> **What to produce**: Repeat the data verbatim.

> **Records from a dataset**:
####

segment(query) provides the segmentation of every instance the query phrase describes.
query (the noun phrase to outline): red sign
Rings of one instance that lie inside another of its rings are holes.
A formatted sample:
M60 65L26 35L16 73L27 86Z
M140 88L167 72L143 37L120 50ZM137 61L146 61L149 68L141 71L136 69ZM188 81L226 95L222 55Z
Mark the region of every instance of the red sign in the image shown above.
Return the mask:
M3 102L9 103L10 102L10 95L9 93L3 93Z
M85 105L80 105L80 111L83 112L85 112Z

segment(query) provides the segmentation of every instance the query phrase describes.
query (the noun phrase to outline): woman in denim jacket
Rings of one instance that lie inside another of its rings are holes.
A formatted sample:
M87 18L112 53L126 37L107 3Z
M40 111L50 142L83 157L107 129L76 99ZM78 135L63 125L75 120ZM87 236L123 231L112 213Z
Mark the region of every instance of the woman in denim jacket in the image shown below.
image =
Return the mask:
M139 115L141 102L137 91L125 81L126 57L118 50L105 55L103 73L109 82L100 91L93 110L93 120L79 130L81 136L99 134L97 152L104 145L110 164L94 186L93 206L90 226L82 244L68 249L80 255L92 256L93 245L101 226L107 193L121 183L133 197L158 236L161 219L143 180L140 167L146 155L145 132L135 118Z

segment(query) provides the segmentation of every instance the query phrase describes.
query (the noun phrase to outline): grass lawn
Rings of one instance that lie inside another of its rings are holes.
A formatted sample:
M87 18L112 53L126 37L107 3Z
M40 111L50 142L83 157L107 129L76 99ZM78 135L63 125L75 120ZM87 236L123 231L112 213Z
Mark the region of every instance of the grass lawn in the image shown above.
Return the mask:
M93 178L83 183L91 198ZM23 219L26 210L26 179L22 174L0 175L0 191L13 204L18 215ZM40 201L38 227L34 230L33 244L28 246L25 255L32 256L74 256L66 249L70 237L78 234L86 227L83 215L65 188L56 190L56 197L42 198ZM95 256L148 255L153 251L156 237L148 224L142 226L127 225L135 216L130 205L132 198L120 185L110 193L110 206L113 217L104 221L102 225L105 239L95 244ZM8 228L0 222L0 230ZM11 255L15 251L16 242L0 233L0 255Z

####

> **Correct answer**:
segment(query) provides the segmentation of every instance the query phrase describes.
query (the noun phrase to outline): red sign
Rings of one instance that lie inside another of its rings are holes.
A formatted sample:
M60 65L26 35L16 73L27 86Z
M140 88L167 72L143 37L120 50ZM137 61L146 61L149 68L141 71L136 69ZM188 81L226 95L222 55Z
Mark the region of every instance of the red sign in the image shown above.
Return the mask:
M3 102L9 103L10 102L10 95L9 93L3 93Z
M85 105L80 105L80 111L83 112L85 112Z

segment(query) provides the segmentation of every instance the query phrase describes.
query (the noun phrase to outline): woman in denim jacket
Rings of one instance that lie inside another of its rings are holes.
A formatted sample:
M87 18L112 53L126 37L107 3Z
M40 111L50 142L83 157L107 129L76 99ZM78 135L63 125L75 120ZM87 236L123 231L112 213Z
Mark the region of every instance of the woman in denim jacket in the image shown below.
image =
Return the mask:
M139 115L141 102L137 91L125 81L126 57L118 50L105 55L103 73L109 82L100 91L93 110L93 120L79 130L81 136L99 134L97 152L104 145L110 164L94 186L93 206L90 226L82 244L68 249L80 255L92 256L93 245L101 226L107 193L121 183L133 197L158 236L161 219L143 180L140 167L146 155L145 132L135 118Z

segment(query) provides the segmentation of every instance the query phrase describes.
query (the noun phrase to outline): grass lawn
Rings of one instance that lie inside another of its rings are holes.
A formatted sample:
M87 18L112 53L126 37L107 3Z
M40 111L50 142L83 157L107 129L76 99ZM78 135L63 125L75 120ZM87 236L123 231L112 213Z
Mark the region of every instance of the grass lawn in the image shown above.
Return the mask:
M93 178L83 183L91 198ZM23 219L26 210L26 179L22 174L0 175L0 191L13 204L18 215ZM40 201L38 227L34 230L33 244L28 246L25 255L32 256L74 256L66 249L70 237L78 234L86 227L83 215L65 188L56 190L56 197L42 198ZM95 256L148 255L153 251L156 237L148 224L142 226L127 225L135 216L130 205L132 198L120 185L110 193L110 206L113 217L104 221L102 225L105 239L95 244ZM8 228L0 222L0 230ZM11 255L15 251L16 242L0 233L0 255Z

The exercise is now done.